▶ [ÜBUNGSTEXT]:
╔══

Telemedia: kräftiger Wertschöpfungszuwachs, aber Stagnation der Erwerbstätigen

Zum Cluster Telemedia zählen die Nachrichtenübermittlung sowie Rundfunk- und Nachrichtentechnik. Deren Wertschöpfungszuwachs fiel mit 46 % sogar stärker aus als beim Cluster Unternehmenssoftware und -dienste (43 %). Allerdings blieben die Erwerbstätigenzahlen deutlich hinter der Entwicklung der Bruttowertschöpfung zurück. Nach zwischenzeitlichen Rückgängen wurde im Jahr 2002 das 1995er-Niveau leicht übertroffen. Insgesamt schnitt Deutschland im Bereich Telemedia besser als in Baden-Württemberg ab. Der Wertschöpfungszuwachs von 1995 bis 2002 fiel bundesweit um gut 9 Prozentpunkte stärker aus als im Südwesten.

Gesundheit: Zunehmende Bedeutung zu erwarten

Der Cluster Gesundheit ist ähnlich schwer abzugrenzen wie der Cluster Photonik. Neben der Medizintechnik enthält dieser Wirtschaftsbereich auch nichtmedizinische Mess-, Steuer- und Regelungstechnik, Optik, Herstellung von Uhren und weitere Teile, die nicht dem Cluster Gesundheit zuzurechnen sind. Dies trifft ebenso auf den Bereich Gesundheits-, Veterinär- und Sozialwesen zu. Neben der Humanmedizin und Alten- bzw. Pflegeheimen sind hier die Veterinärmedizin aber auch Jugend- und Erziehungsheime sowie Beratungsstellen für soziale Belange enthalten. Bei dieser wirtschaftsstatistischen Abgrenzung ist – noch viel mehr als beim Cluster Photonik – zu betonen, dass die im Folgenden skizzierten Verläufe nur als grobe Entwicklungsrichtungen verstanden werden können.

╚══

▶ [FRAGEN ZUM MATERIAL]:
• A. Kopieren Sie aus dem Text zu den Wirtschaftsclustern wortgetreu den Abschnitt, beginnend bei „Zum Cluster Telemedia“ und endend bei „als im Südwesten.“.
• B. Fassen Sie den Absatz im Text zu den Wirtschaftsclustern, der mit „Zum Cluster Telemedia zählen“ beginnt, als Stichpunktliste mit seinen wesentlichen Fakten zusammen.

▶ [QUELLENMATERIAL]:

╔══

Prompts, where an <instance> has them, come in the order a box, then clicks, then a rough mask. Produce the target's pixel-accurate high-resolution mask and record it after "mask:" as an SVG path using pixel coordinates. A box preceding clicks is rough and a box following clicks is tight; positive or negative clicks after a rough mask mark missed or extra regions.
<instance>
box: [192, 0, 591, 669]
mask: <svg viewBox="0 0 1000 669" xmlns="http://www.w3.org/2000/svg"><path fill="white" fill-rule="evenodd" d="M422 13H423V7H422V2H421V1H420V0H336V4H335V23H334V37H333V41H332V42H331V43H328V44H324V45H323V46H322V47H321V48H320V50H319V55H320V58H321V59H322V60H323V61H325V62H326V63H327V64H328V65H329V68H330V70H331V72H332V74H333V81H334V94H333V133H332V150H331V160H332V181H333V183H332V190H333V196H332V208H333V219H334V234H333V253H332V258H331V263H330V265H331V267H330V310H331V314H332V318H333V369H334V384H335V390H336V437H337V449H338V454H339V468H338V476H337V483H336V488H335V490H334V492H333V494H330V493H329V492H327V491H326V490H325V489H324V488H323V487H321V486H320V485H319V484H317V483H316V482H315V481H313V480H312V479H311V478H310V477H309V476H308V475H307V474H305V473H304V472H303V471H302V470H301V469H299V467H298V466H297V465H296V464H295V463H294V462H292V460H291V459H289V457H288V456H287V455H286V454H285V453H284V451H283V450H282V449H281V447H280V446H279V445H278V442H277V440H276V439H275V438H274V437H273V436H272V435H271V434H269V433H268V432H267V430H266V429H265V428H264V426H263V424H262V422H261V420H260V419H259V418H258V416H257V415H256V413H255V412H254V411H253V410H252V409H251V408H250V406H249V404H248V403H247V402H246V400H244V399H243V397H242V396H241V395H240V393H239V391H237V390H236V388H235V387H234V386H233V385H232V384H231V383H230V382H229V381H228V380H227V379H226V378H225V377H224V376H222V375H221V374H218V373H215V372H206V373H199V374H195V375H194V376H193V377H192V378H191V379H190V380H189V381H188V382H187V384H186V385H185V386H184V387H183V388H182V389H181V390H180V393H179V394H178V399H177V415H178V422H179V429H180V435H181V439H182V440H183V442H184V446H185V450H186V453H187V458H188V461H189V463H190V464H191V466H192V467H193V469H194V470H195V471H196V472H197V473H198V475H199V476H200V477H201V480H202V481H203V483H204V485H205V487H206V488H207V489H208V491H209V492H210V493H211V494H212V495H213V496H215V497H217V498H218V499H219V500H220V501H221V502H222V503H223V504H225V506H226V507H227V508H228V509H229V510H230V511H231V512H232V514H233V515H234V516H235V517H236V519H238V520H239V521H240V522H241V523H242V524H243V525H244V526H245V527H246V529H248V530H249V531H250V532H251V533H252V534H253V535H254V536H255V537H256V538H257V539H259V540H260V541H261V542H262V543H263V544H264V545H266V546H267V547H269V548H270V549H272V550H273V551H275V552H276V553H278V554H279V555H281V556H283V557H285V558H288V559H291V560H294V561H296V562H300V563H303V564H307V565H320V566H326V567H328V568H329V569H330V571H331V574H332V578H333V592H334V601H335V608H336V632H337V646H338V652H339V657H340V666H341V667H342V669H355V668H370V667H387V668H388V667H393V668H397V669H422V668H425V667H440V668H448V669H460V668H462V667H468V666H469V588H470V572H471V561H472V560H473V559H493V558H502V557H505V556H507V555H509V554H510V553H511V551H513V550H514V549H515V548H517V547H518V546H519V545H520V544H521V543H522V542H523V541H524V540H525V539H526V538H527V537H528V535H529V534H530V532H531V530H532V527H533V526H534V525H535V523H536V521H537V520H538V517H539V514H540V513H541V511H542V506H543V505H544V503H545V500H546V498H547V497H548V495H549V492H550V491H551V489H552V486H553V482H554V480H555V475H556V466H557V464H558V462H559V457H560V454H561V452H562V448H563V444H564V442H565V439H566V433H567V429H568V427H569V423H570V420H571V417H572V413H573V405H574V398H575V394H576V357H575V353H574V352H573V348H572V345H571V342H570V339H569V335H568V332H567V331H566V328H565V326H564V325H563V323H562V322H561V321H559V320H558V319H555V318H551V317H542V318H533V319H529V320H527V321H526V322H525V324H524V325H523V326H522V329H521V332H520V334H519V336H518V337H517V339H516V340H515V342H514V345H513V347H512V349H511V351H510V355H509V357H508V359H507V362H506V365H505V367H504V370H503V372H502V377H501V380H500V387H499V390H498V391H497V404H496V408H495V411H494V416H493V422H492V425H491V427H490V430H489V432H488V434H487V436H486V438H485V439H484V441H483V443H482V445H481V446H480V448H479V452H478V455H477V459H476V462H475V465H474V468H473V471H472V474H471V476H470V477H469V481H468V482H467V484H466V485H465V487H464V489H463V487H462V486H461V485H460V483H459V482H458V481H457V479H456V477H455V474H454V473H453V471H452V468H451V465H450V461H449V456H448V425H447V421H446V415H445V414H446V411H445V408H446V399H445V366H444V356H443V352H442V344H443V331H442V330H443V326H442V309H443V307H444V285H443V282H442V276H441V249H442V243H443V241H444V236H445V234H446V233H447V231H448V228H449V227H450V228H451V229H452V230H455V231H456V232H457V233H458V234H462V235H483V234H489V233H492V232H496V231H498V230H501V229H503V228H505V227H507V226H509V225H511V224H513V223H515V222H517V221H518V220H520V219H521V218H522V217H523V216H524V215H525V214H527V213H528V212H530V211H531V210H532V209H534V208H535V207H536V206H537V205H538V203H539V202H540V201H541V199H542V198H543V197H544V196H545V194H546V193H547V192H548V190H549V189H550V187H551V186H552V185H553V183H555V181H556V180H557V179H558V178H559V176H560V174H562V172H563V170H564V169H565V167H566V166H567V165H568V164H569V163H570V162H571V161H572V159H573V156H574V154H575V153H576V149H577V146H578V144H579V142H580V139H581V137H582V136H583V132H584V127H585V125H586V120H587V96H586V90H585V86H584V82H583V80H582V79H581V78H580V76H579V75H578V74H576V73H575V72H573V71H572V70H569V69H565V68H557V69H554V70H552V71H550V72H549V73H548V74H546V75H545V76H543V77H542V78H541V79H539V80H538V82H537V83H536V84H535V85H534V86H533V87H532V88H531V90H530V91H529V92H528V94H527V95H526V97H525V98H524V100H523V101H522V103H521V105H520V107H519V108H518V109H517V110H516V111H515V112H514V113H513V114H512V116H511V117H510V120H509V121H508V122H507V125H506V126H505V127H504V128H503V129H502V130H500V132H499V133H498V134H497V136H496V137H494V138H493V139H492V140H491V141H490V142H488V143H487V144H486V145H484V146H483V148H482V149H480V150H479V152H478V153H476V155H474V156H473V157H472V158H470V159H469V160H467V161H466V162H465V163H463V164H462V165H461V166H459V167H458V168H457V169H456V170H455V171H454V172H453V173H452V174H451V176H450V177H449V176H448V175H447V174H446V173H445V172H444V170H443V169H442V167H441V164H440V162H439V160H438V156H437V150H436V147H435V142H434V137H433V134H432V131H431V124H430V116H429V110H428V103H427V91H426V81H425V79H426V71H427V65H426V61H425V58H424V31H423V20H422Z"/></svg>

╚══

▶ [BEARBEITETE AUFGABEN]:
• A.
Zum Cluster Telemedia zählen die Nachrichtenübermittlung sowie Rundfunk- und Nachrichtentechnik. Deren Wertschöpfungszuwachs fiel mit 46 % sogar stärker aus als beim Cluster Unternehmenssoftware und -dienste (43 %). Allerdings blieben die Erwerbstätigenzahlen deutlich hinter der Entwicklung der Bruttowertschöpfung zurück. Nach zwischenzeitlichen Rückgängen wurde im Jahr 2002 das 1995er-Niveau leicht übertroffen. Insgesamt schnitt Deutschland im Bereich Telemedia besser als in Baden-Württemberg ab. Der Wertschöpfungszuwachs von 1995 bis 2002 fiel bundesweit um gut 9 Prozentpunkte stärker aus als im Südwesten.

• B.
- Cluster Telemedia: Nachrichtenübermittlung sowie Rundfunk- und Nachrichtentechnik
- Wertschöpfungszuwachs 46 %, stärker als beim Cluster Unternehmenssoftware und -dienste (43 %)
- Erwerbstätigenzahlen deutlich hinter der Entwicklung der Bruttowertschöpfung
- Nach zwischenzeitlichen Rückgängen 2002 das Niveau von 1995 leicht übertroffen
- Deutschland insgesamt besser als Baden-Württemberg: Wertschöpfungszuwachs 1995–2002 bundesweit gut 9 Prozentpunkte stärker als im Südwesten